*** Opening Raw data ***

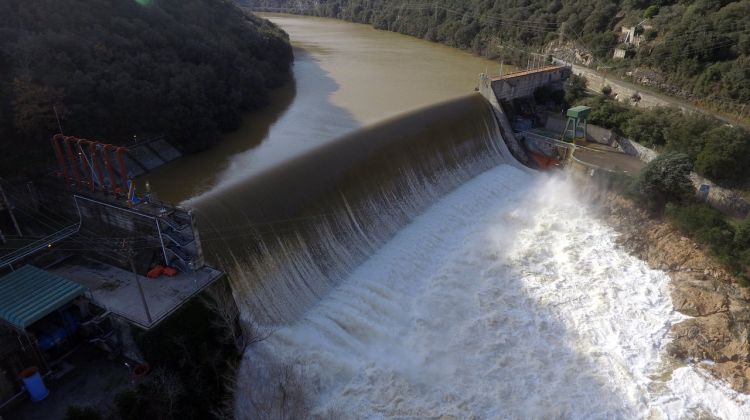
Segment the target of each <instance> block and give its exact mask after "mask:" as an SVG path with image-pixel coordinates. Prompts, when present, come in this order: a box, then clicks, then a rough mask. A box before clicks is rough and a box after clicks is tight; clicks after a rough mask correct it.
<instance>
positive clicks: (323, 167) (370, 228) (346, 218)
mask: <svg viewBox="0 0 750 420" xmlns="http://www.w3.org/2000/svg"><path fill="white" fill-rule="evenodd" d="M501 144H502V139H501V137H500V134H499V131H498V128H497V124H496V123H495V120H494V115H493V113H492V111H491V108H490V106H489V104H488V103H487V102H486V101H485V100H484V99H483V98H482V97H481V96H480V95H478V94H473V95H468V96H466V97H463V98H458V99H454V100H451V101H448V102H444V103H441V104H437V105H434V106H431V107H428V108H426V109H423V110H419V111H415V112H412V113H409V114H405V115H402V116H400V117H398V118H394V119H391V120H389V121H385V122H383V123H380V124H377V125H375V126H371V127H367V128H365V129H362V130H359V131H356V132H354V133H351V134H349V135H346V136H344V137H341V138H339V139H336V140H334V141H331V142H328V143H326V144H324V145H322V146H319V147H317V148H314V149H312V150H309V151H307V152H306V153H304V154H301V155H299V156H297V157H295V158H293V159H290V160H287V161H285V162H283V163H280V164H276V165H274V166H272V167H269V168H267V169H265V170H263V171H261V172H260V173H258V174H256V175H251V176H246V177H244V178H243V179H238V180H235V181H234V182H231V183H226V184H224V185H221V186H219V187H217V188H215V189H213V190H212V191H209V192H208V193H206V194H204V195H202V196H200V197H198V198H196V199H195V200H193V201H192V202H191V203H190V204H191V206H192V207H193V208H194V209H195V210H196V214H197V215H198V217H199V221H200V224H201V226H202V229H201V230H202V234H201V239H202V242H203V243H204V245H205V249H206V250H207V255H208V256H210V257H211V258H212V260H213V261H214V262H220V263H221V264H222V266H223V267H224V268H225V269H226V270H227V271H229V272H230V273H231V275H232V277H233V279H234V280H235V284H234V288H235V291H236V292H237V293H239V294H240V295H242V300H243V301H244V302H245V303H244V304H243V310H244V311H245V313H246V314H248V313H253V314H254V316H256V317H257V318H258V319H259V320H261V321H262V322H264V323H270V324H276V323H286V322H290V321H293V320H294V319H296V318H297V317H298V316H299V315H300V314H301V313H303V312H304V311H305V310H306V308H308V307H310V306H311V305H313V304H314V303H315V302H317V301H318V300H319V299H320V298H321V297H322V296H324V295H325V294H326V291H327V290H329V289H330V288H331V287H332V286H334V285H335V284H337V283H338V281H339V280H340V279H342V278H343V276H345V275H346V274H347V273H350V272H351V271H352V270H353V269H354V268H356V267H357V265H358V264H359V263H361V262H362V261H363V260H364V259H366V258H367V256H369V255H371V254H372V253H373V252H374V251H376V250H377V249H378V247H379V246H380V245H381V244H383V243H384V242H385V241H387V240H388V239H389V238H391V237H392V236H393V235H394V234H395V233H396V232H398V230H399V229H400V228H401V227H403V226H404V225H405V224H407V223H409V221H410V220H412V219H413V218H414V217H416V216H417V215H419V214H420V213H421V212H422V211H423V210H424V209H425V208H426V207H427V206H429V205H430V204H431V203H433V202H434V201H435V200H437V199H438V198H439V197H441V196H442V195H444V194H445V193H447V192H449V191H451V190H453V189H454V188H456V187H458V186H459V185H461V184H462V183H463V182H465V181H467V180H469V179H471V178H472V177H474V176H476V175H478V174H480V173H482V172H483V171H485V170H487V169H489V168H492V167H493V166H496V165H497V164H499V163H502V162H503V161H505V159H506V157H505V155H504V154H503V151H502V150H501ZM203 232H205V233H203Z"/></svg>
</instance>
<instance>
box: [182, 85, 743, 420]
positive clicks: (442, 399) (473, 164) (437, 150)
mask: <svg viewBox="0 0 750 420" xmlns="http://www.w3.org/2000/svg"><path fill="white" fill-rule="evenodd" d="M515 165H516V163H515V162H514V161H513V160H512V158H509V153H508V151H507V148H506V147H505V146H504V143H503V141H502V138H501V136H500V133H499V130H498V127H497V125H496V123H495V120H494V117H493V114H492V111H491V109H490V108H489V107H488V105H487V103H486V102H484V100H483V99H482V98H481V97H478V96H476V95H472V96H468V97H465V98H460V99H457V100H454V101H450V102H446V103H443V104H439V105H436V106H433V107H430V108H427V109H424V110H421V111H418V112H414V113H411V114H408V115H406V116H403V117H400V118H397V119H394V120H391V121H388V122H385V123H382V124H380V125H378V126H375V127H371V128H368V129H364V130H361V131H359V132H356V133H354V134H352V135H350V136H347V137H344V138H342V139H339V140H336V141H333V142H331V143H328V144H326V145H324V146H322V147H320V148H317V149H315V150H313V151H312V152H309V153H306V154H304V155H303V156H300V157H299V158H296V159H293V160H291V161H289V162H287V163H285V164H282V165H279V166H276V167H274V168H272V169H271V170H268V171H265V172H263V173H260V174H258V175H254V176H252V177H250V178H248V179H244V180H242V179H240V180H238V181H237V182H234V183H232V184H229V185H225V186H222V187H220V188H216V189H215V190H212V191H211V192H210V193H207V194H204V195H202V196H201V197H199V198H198V199H196V200H195V203H194V204H195V205H196V207H197V211H198V214H199V217H202V218H203V220H204V223H203V226H206V229H204V231H205V232H206V235H205V236H206V238H205V239H204V240H205V242H206V243H208V244H209V247H210V248H213V257H214V258H219V259H222V260H223V262H224V264H225V266H227V267H229V268H230V275H231V278H232V286H233V290H234V293H235V297H236V299H237V301H238V303H239V306H240V310H241V312H242V318H243V320H244V322H247V323H254V324H256V325H260V326H261V327H263V328H266V329H268V328H270V329H271V330H272V331H273V334H271V335H270V337H268V338H267V339H266V340H265V341H262V342H260V343H257V344H256V345H254V346H252V347H250V349H249V350H248V353H247V354H246V355H245V358H244V360H243V363H242V366H241V368H240V369H239V372H238V378H239V379H238V385H237V391H236V394H235V396H236V410H237V415H238V417H240V418H277V417H278V418H300V417H310V416H312V417H315V416H321V418H326V417H332V418H383V417H388V418H391V417H396V418H433V417H441V416H450V417H453V418H656V419H659V418H670V419H672V418H675V419H676V418H684V417H688V418H692V417H706V416H708V417H709V418H710V416H719V417H721V418H742V417H746V416H749V415H750V402H748V399H747V397H745V396H740V395H737V394H736V393H734V392H732V391H731V390H730V389H728V388H727V387H726V386H724V385H722V384H720V383H718V382H716V381H715V380H713V379H710V378H708V377H707V376H706V375H705V374H704V373H702V371H701V370H700V369H699V368H698V367H695V366H684V365H682V362H681V361H676V360H671V359H669V358H668V357H667V356H666V354H665V346H666V344H667V343H668V342H669V331H670V328H671V326H672V325H673V324H674V323H676V322H679V321H680V320H681V319H683V317H682V316H681V315H679V314H677V313H675V312H674V311H673V309H672V303H671V300H670V298H669V292H668V280H669V279H668V277H667V275H666V274H665V273H663V272H659V271H654V270H650V269H649V268H648V267H647V266H646V265H645V263H644V262H642V261H640V260H638V259H636V258H633V257H631V256H629V255H628V254H627V253H626V252H624V251H622V250H618V249H617V247H616V246H615V243H614V238H615V233H614V232H613V231H612V230H611V229H609V228H607V227H606V226H603V225H602V224H600V223H599V222H597V221H596V219H595V218H594V217H593V216H592V213H591V211H590V210H589V209H588V208H587V205H586V204H585V201H584V200H583V199H581V198H580V197H578V196H579V194H580V192H579V190H578V189H577V188H575V186H574V185H573V184H572V182H571V181H569V180H567V179H564V178H563V177H562V176H561V175H557V176H555V177H550V176H548V175H543V174H538V173H533V172H531V171H529V170H525V169H521V168H519V167H517V166H515ZM227 245H229V247H228V248H229V249H232V253H231V254H229V255H226V254H221V253H220V252H221V250H223V249H227ZM290 372H291V373H290ZM279 378H282V379H283V378H286V379H288V380H290V381H291V382H292V383H291V384H290V383H286V384H284V385H283V386H279V383H278V380H279ZM279 392H280V393H281V396H280V397H279ZM294 394H296V395H297V397H299V398H301V400H304V401H305V404H304V410H303V411H296V412H295V411H294V410H292V409H289V408H287V407H284V408H283V409H282V408H279V410H281V411H284V412H285V413H286V414H284V413H281V411H274V409H273V406H274V404H277V403H278V404H280V406H281V407H283V406H284V404H286V403H288V402H289V401H291V400H294V399H295V398H292V395H294ZM300 395H302V396H303V397H304V398H303V397H300ZM298 409H299V407H298ZM290 413H296V414H290Z"/></svg>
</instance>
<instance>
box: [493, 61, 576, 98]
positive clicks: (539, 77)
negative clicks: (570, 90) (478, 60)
mask: <svg viewBox="0 0 750 420" xmlns="http://www.w3.org/2000/svg"><path fill="white" fill-rule="evenodd" d="M569 74H570V69H569V68H568V67H559V66H555V67H549V68H546V69H536V70H527V71H521V72H517V73H510V74H508V75H505V76H503V77H500V78H495V79H492V90H493V91H494V92H495V97H497V98H498V99H499V100H500V101H512V100H513V99H518V98H525V97H529V96H533V95H534V91H535V90H536V89H537V88H538V87H540V86H545V85H550V86H553V87H557V88H559V89H562V83H563V81H564V80H565V79H567V78H568V76H569Z"/></svg>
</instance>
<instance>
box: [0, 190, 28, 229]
mask: <svg viewBox="0 0 750 420" xmlns="http://www.w3.org/2000/svg"><path fill="white" fill-rule="evenodd" d="M0 199H2V200H3V201H2V202H1V203H0V210H2V208H3V207H5V209H6V210H8V214H9V215H10V220H11V221H12V222H13V227H15V228H16V233H17V234H18V236H19V237H21V238H22V237H23V233H22V232H21V227H20V226H18V221H17V220H16V216H15V215H14V214H13V206H11V205H10V202H9V201H8V197H6V196H5V190H3V186H2V185H0ZM3 242H5V239H3Z"/></svg>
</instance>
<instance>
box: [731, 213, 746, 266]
mask: <svg viewBox="0 0 750 420" xmlns="http://www.w3.org/2000/svg"><path fill="white" fill-rule="evenodd" d="M734 242H735V244H737V247H738V248H740V249H746V250H748V251H750V217H747V218H745V220H743V221H742V222H741V223H740V224H739V226H737V231H736V232H735V234H734ZM748 262H749V263H750V260H748Z"/></svg>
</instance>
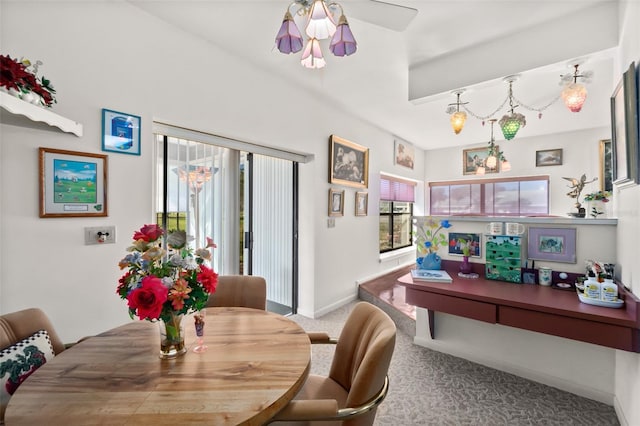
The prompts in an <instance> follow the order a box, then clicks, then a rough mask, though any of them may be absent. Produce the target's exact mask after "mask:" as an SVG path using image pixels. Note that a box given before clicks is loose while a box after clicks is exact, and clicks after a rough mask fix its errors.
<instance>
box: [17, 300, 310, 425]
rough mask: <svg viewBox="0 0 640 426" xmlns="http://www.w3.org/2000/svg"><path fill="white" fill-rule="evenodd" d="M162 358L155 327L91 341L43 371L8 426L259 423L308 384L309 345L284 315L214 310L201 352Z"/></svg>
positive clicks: (24, 396)
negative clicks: (97, 424)
mask: <svg viewBox="0 0 640 426" xmlns="http://www.w3.org/2000/svg"><path fill="white" fill-rule="evenodd" d="M183 321H186V324H185V325H186V344H187V345H188V346H189V350H188V352H187V353H186V354H184V355H182V356H179V357H177V358H174V359H160V358H159V349H160V335H159V331H158V324H153V323H150V322H148V321H135V322H131V323H128V324H125V325H123V326H120V327H117V328H114V329H112V330H109V331H107V332H105V333H102V334H99V335H97V336H95V337H91V338H89V339H86V340H84V341H82V342H80V343H78V344H76V345H75V346H73V347H72V348H70V349H67V350H66V351H64V352H62V353H60V354H59V355H58V356H56V357H55V358H54V359H52V360H51V361H49V362H47V363H46V364H45V365H43V366H42V367H40V368H39V369H38V370H37V371H36V372H35V373H33V374H32V375H31V376H30V377H29V378H28V379H27V380H26V381H25V382H24V383H22V384H21V385H20V387H19V388H18V390H17V391H16V393H15V394H14V395H13V396H12V398H11V399H10V401H9V405H8V407H7V411H6V413H5V423H6V424H7V425H8V426H12V425H22V424H29V425H33V424H64V425H65V426H67V425H74V424H82V425H88V424H135V425H147V424H148V425H154V426H155V425H161V424H171V425H175V424H180V425H185V424H215V425H238V424H243V425H245V424H246V425H259V424H263V423H265V422H266V421H268V420H269V419H270V418H271V417H273V416H274V415H275V414H276V413H277V412H278V411H280V409H282V408H283V407H284V406H285V405H286V404H287V403H288V402H289V401H290V400H291V399H292V398H293V397H294V396H295V394H296V393H297V392H298V390H299V389H300V388H301V387H302V385H303V384H304V381H305V380H306V377H307V375H308V372H309V365H310V361H311V345H310V342H309V338H308V337H307V335H306V333H305V332H304V330H303V329H302V328H301V327H300V326H299V325H298V324H296V323H295V322H293V321H291V320H290V319H288V318H285V317H283V316H281V315H277V314H274V313H270V312H266V311H260V310H255V309H249V308H208V309H207V316H206V323H205V329H204V335H205V337H204V341H205V344H206V345H207V346H208V349H207V351H205V352H204V353H194V352H193V350H192V349H193V347H194V346H195V344H196V336H195V329H194V326H193V324H194V320H193V317H192V316H191V315H188V316H186V317H185V318H184V319H183Z"/></svg>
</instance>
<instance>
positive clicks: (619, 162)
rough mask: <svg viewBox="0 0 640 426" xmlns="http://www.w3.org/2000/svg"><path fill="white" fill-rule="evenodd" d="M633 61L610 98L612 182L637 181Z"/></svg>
mask: <svg viewBox="0 0 640 426" xmlns="http://www.w3.org/2000/svg"><path fill="white" fill-rule="evenodd" d="M635 73H636V72H635V63H634V62H632V63H631V65H630V66H629V69H627V71H625V72H624V74H623V75H622V80H620V82H619V83H618V85H617V86H616V89H615V90H614V92H613V96H612V97H611V141H612V147H613V183H614V184H623V183H627V182H638V181H639V179H638V161H639V160H638V99H637V96H638V95H637V88H636V76H635Z"/></svg>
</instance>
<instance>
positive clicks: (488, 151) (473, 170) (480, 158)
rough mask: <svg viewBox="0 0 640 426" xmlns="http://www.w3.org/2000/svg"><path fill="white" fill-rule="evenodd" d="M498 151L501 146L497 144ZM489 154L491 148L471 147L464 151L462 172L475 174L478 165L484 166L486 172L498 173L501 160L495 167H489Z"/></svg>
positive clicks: (490, 172) (462, 155)
mask: <svg viewBox="0 0 640 426" xmlns="http://www.w3.org/2000/svg"><path fill="white" fill-rule="evenodd" d="M496 149H497V150H498V152H499V151H500V147H499V146H498V145H496ZM488 156H489V148H471V149H465V150H464V151H463V152H462V174H465V175H475V174H476V172H477V170H478V167H484V168H485V169H484V172H485V173H498V171H499V170H498V168H499V167H500V162H497V164H496V166H495V167H487V157H488Z"/></svg>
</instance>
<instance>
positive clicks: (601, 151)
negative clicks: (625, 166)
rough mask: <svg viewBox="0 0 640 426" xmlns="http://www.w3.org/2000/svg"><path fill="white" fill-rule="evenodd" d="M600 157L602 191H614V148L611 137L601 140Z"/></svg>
mask: <svg viewBox="0 0 640 426" xmlns="http://www.w3.org/2000/svg"><path fill="white" fill-rule="evenodd" d="M599 158H600V167H599V171H600V176H599V179H600V191H609V192H611V191H613V150H612V147H611V139H606V140H601V141H600V146H599Z"/></svg>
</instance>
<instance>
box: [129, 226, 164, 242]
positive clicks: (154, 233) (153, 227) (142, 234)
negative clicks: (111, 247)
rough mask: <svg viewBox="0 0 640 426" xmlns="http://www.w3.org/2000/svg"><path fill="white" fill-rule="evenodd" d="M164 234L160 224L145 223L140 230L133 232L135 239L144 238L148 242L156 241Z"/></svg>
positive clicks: (140, 238) (138, 239) (137, 239)
mask: <svg viewBox="0 0 640 426" xmlns="http://www.w3.org/2000/svg"><path fill="white" fill-rule="evenodd" d="M162 234H164V231H163V230H162V228H161V227H159V226H158V225H155V224H153V225H144V226H143V227H142V228H140V230H139V231H136V232H135V233H134V234H133V240H134V241H138V240H143V241H146V242H151V241H156V240H157V239H158V238H160V237H161V236H162Z"/></svg>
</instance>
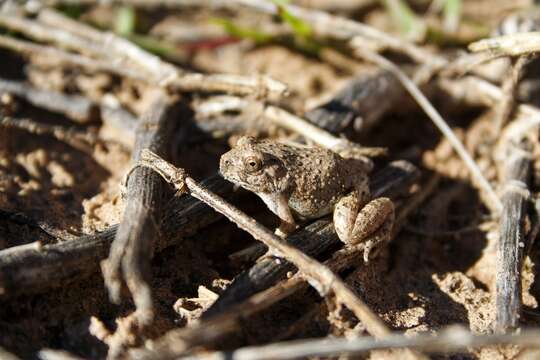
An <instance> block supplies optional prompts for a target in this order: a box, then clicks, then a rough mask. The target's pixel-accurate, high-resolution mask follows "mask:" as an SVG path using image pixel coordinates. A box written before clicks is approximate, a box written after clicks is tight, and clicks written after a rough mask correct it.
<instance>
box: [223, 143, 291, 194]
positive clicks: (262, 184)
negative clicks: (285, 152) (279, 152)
mask: <svg viewBox="0 0 540 360" xmlns="http://www.w3.org/2000/svg"><path fill="white" fill-rule="evenodd" d="M271 146H272V145H271V143H269V142H267V141H264V140H263V141H258V140H256V139H255V138H252V137H248V136H244V137H242V138H240V139H239V140H238V142H237V144H236V146H235V147H234V148H233V149H231V150H230V151H228V152H227V153H225V154H223V155H222V156H221V160H220V163H219V171H220V173H221V175H222V176H223V177H224V178H225V179H227V180H229V181H231V182H233V183H235V184H237V185H240V186H241V187H243V188H245V189H247V190H249V191H253V192H254V193H280V192H283V191H285V190H286V189H287V185H288V180H289V177H288V175H287V168H286V167H285V165H284V163H283V161H282V160H280V159H279V158H278V157H277V156H275V155H273V154H272V153H271V151H269V150H270V149H269V148H270V147H271Z"/></svg>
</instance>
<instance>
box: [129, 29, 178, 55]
mask: <svg viewBox="0 0 540 360" xmlns="http://www.w3.org/2000/svg"><path fill="white" fill-rule="evenodd" d="M126 37H127V39H128V40H130V41H132V42H133V43H134V44H136V45H137V46H139V47H141V48H143V49H144V50H146V51H149V52H151V53H152V54H155V55H158V56H172V55H174V54H175V52H176V49H175V48H174V47H173V46H172V45H170V44H168V43H165V42H163V41H160V40H157V39H155V38H153V37H150V36H145V35H138V34H131V35H129V36H126Z"/></svg>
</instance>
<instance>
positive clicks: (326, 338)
mask: <svg viewBox="0 0 540 360" xmlns="http://www.w3.org/2000/svg"><path fill="white" fill-rule="evenodd" d="M493 345H519V346H523V347H531V348H538V347H540V329H530V330H523V331H522V332H520V333H519V334H516V335H473V334H472V333H470V332H469V331H467V330H465V329H463V328H461V327H457V326H456V327H449V328H446V329H444V330H442V331H441V332H440V334H439V335H436V336H433V335H431V334H425V335H424V334H418V335H416V336H414V337H406V336H403V335H389V336H388V337H385V338H384V339H380V340H377V339H373V338H367V337H360V338H354V339H344V338H323V339H310V340H296V341H289V342H281V343H274V344H270V345H263V346H251V347H245V348H240V349H237V350H233V351H231V352H217V353H211V354H199V355H196V356H195V357H184V358H183V359H205V360H214V359H215V360H222V359H223V360H225V359H232V360H259V359H261V360H262V359H279V360H285V359H299V358H309V357H311V356H314V357H315V356H318V357H321V356H328V357H331V356H338V355H342V354H350V355H352V354H362V353H367V352H369V351H373V350H387V349H400V348H409V349H417V350H421V351H425V352H432V353H452V352H456V351H463V350H467V349H468V348H481V347H486V346H493Z"/></svg>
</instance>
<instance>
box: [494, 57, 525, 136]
mask: <svg viewBox="0 0 540 360" xmlns="http://www.w3.org/2000/svg"><path fill="white" fill-rule="evenodd" d="M530 61H531V58H529V57H526V56H520V57H519V58H517V59H512V71H511V73H510V74H508V75H507V76H506V78H505V79H504V81H503V84H502V91H503V93H504V98H503V101H501V102H500V103H499V105H498V106H497V112H496V117H495V130H494V134H493V136H494V137H495V138H497V137H498V135H499V134H500V132H501V131H502V129H503V127H504V126H505V125H506V124H507V123H508V121H510V119H511V117H512V115H513V114H514V111H515V108H516V105H517V104H516V102H517V101H516V97H517V90H518V86H519V83H520V81H521V77H522V76H523V72H524V71H525V68H526V66H527V64H529V63H530Z"/></svg>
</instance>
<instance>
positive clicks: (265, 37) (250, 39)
mask: <svg viewBox="0 0 540 360" xmlns="http://www.w3.org/2000/svg"><path fill="white" fill-rule="evenodd" d="M210 21H211V22H212V23H214V24H218V25H220V26H221V27H223V29H224V30H225V31H226V32H227V34H229V35H231V36H233V37H236V38H239V39H249V40H253V41H255V42H256V43H266V42H269V41H270V40H272V35H269V34H266V33H264V32H262V31H258V30H256V29H250V28H246V27H242V26H238V25H236V24H235V23H234V22H232V21H231V20H228V19H222V18H214V19H211V20H210Z"/></svg>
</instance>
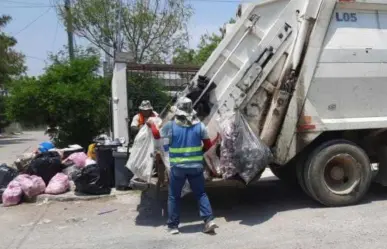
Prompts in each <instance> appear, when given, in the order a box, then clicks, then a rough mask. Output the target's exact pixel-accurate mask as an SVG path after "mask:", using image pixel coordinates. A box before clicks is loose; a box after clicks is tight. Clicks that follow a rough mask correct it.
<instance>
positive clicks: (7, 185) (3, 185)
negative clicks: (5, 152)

*** Closing Raw data ***

◆ Brief
Return each line of the records that contains the word "when", copying every such line in full.

◆ Answer to this task
Segment the target of each <instance> block and give its exact mask after "mask:" as an SVG path with image-pixel coordinates. Prompts, when present, come in this order: a box, then clicks, then a rough mask. A box before clicks is rough and a box after clicks is tight; clicks after a rough mask correct it.
Prompts in each <instance> appear, when given, in the order a box, then clicks, then a rough mask. Output the target's exact pixel-accurate mask as an SVG path after "mask:", using image pixel coordinates. A box before clicks is loose; a box after clicks is tight. Clicks that follow a rough mask correct it.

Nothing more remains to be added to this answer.